Exercise:
Convert every entry below into a two-column CSV with the header row input,output. Each entry gets one row: its full text goes in input and its answer in output, with each field enclosed in double quotes and every line break replaced by a space.

Exercise material:
=-=-=
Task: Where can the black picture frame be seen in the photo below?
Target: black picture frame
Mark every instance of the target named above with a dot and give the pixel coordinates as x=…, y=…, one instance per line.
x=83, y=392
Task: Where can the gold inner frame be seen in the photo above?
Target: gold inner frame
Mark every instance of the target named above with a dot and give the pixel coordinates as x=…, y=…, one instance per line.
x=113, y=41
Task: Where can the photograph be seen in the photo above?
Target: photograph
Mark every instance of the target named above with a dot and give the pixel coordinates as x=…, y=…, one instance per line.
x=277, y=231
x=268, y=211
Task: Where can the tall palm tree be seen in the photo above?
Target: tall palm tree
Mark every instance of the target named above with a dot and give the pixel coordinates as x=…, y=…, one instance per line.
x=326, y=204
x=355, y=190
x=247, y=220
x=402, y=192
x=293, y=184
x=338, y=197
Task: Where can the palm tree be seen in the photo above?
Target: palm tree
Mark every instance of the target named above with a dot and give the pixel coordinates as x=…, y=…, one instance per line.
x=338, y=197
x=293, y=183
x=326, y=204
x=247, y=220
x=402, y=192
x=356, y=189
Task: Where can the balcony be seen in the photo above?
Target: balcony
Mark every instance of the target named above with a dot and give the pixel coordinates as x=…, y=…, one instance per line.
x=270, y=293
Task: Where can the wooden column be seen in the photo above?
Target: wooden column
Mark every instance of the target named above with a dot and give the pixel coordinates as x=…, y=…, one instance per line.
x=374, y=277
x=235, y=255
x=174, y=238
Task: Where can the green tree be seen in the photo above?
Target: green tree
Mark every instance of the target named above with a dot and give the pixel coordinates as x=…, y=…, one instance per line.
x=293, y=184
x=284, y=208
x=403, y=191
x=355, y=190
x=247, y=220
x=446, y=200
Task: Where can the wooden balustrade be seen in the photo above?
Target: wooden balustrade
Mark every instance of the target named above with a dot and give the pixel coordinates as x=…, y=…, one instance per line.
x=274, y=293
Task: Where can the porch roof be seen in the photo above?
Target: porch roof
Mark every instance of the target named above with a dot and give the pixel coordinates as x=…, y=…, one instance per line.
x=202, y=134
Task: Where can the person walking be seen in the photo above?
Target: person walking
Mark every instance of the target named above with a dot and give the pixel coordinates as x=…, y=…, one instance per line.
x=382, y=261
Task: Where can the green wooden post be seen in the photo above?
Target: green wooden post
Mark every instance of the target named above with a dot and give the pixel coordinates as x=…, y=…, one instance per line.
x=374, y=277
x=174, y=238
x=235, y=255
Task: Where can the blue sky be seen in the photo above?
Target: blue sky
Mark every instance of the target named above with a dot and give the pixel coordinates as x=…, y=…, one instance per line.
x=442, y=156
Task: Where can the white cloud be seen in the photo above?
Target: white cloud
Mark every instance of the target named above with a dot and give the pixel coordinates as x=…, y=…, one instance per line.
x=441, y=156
=-=-=
Answer to this exercise:
input,output
"Task: Where can the black picture frame be seen in the photo below? Target: black picture frame Mark every instance of the target named above with a dot and give the pixel coordinates as x=…, y=…, one instance per line.","x=83, y=392"
"Task: Where can the gold inner frame be seen in the photo above? Target: gold inner frame Mark every instance of the target named above with a dot and give the pixel coordinates as x=…, y=…, one instance per line.","x=113, y=41"
"Task: Where can the photograph be seen in the photo above? Target: photograph Mark every instance of the target named above with a dot and give the pixel coordinates as x=…, y=…, one instance per line.","x=277, y=231 x=268, y=211"
"Task: Where can the tall palm tree be seen in the photo above? Target: tall palm tree Mark every instance of the target named above with a dot and give the pixel coordinates as x=…, y=…, one instance per line.","x=326, y=204 x=355, y=190 x=247, y=220 x=402, y=192 x=293, y=184 x=338, y=197"
"Task: Where can the palm tree be seen in the photo above? Target: palm tree Mark every instance of the target named above with a dot and give the pixel coordinates as x=…, y=…, one instance per line.","x=338, y=197 x=293, y=183 x=326, y=204 x=247, y=220 x=402, y=192 x=356, y=189"
"Task: Where can the balcony be seen in the photo above? Target: balcony Mark every instance of the target named above with a dot and give the pixel coordinates as x=…, y=…, one instance per line.","x=270, y=293"
"Task: Where can the wooden column be seen in the photo above? Target: wooden column Mark every instance of the target named above with a dot and give the pixel coordinates as x=…, y=…, one instance per line.","x=374, y=277 x=235, y=255 x=174, y=238"
"Task: Where can the green tree be seen in the photo above? Target: green tree Mark every instance of the target named above with a dot and give the pixel coordinates as x=…, y=…, one instance per line.","x=293, y=184 x=284, y=208 x=403, y=191 x=355, y=190 x=247, y=220 x=446, y=200"
"Task: Where can the wooden balustrade be seen in the photo above? Target: wooden balustrade Mark every instance of the target named above with a dot and give the pixel coordinates as x=…, y=…, one instance per line.","x=274, y=293"
"Task: Where can the porch roof be seen in the photo above? Target: porch roof Mark every instance of the target named above with a dot and give the pixel coordinates as x=…, y=…, one instance per line.","x=202, y=134"
"Task: Where can the person walking be seen in the photo above? Target: person walking Mark every instance of the target named above with a dot and give the pixel coordinates as x=…, y=…, one instance per line.","x=382, y=261"
"Task: Where can the green wooden post be seen in the photo above? Target: green wooden post Mark every instance of the target named above with a dot and give the pixel coordinates as x=…, y=…, one instance per line.","x=374, y=277 x=174, y=238 x=235, y=255"
"Task: Where can the blue sky be seen in the photo above? Target: blue sky Mark every instance of the target named above with a dot and give the pixel coordinates as x=…, y=…, one instance per line.","x=442, y=156"
"Task: Where can the white cloud be seen in the photo above? Target: white cloud Mark every instance of the target named above with a dot and give the pixel coordinates as x=…, y=…, one instance per line.","x=441, y=156"